* _ACTION ITEM A_: Please list every person the garden project post names as one of the workers.
* _ACTION ITEM B_: Rewrite the paragraph of the garden project post that begins "We're not having any lawn" as a short bulleted list that keeps its main facts.
* _ACTION ITEM C_: In the garden project post, why is the writer part of the support team this weekend?

* _PROVIDED PASSAGE_:
------------------------
Sunday 5 February 2012

Weekend #1: The Plan and Day 1 Report

The Plan for the Weekend: Remove a 20cm layer of topsoil from the whole garden, dig deeper footings for the shed, and foundations for the planter walls. Level the ground as much as possible.


The Equipment Required: Mini Digger, Mini Dump Truck, Skip.

The Workers: Simon, Jimmy, Peter and Kim
The Support Team (on Tea, coffee, cake and bacon sarnie duty): Sarah, Jean and Caroline


The Set Up:

We're not having any lawn in the garden, mostly paving and paths, which means digging down to create footings, as when we build back up we have to be at an appropriate level against the house's damp proof course. There was a lot of soil to move, even though it's not a big garden, so we hired in some equipment - a digger and a dumper truck and a skip to put all the soil in. We were lucky enough to have help from both our sets of parents, and our friend Jimmy to lighten the load. Unfortunately I'm not able to help very much at the moment thanks to recent surgery, so I've been part of the support team this weekend.
------------------------
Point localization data
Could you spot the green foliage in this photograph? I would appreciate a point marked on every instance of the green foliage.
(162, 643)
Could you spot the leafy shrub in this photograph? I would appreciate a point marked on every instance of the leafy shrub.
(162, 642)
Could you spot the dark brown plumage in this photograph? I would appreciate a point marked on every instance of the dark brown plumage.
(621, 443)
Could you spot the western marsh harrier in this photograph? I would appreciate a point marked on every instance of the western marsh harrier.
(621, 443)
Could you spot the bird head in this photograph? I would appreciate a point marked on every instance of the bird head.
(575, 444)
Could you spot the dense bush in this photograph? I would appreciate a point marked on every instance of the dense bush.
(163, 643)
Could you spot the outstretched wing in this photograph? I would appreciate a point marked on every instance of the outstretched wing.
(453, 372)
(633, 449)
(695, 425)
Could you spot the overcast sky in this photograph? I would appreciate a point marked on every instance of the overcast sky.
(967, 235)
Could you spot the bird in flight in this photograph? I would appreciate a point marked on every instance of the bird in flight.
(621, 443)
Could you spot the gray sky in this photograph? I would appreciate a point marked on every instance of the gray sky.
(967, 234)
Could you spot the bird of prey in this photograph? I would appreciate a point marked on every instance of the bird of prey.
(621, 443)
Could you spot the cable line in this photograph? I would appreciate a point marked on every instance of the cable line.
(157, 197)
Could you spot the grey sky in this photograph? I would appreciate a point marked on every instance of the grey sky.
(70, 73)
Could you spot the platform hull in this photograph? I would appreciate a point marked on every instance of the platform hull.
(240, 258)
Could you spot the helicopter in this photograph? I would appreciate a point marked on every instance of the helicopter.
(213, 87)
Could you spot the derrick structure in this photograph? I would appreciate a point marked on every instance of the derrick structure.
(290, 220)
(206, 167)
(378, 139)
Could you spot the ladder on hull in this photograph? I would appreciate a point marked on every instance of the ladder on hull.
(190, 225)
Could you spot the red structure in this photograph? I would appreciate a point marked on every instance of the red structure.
------------------------
* _ANSWER BOX A_: Simon, Jimmy, Peter, Kim

* _ANSWER BOX B_:
- The garden will have no lawn, mostly paving and paths.
- Footings must be dug so the rebuilt level sits appropriately against the house's damp proof course.
- Even though the garden is not big, there was a lot of soil to move.
- A digger, a dumper truck and a skip for the soil were hired.
- Both sets of parents and a friend, Jimmy, helped.
- Because of recent surgery, the writer could not help much and joined the support team this weekend.

* _ANSWER BOX C_: The writer is not able to help very much because of recent surgery.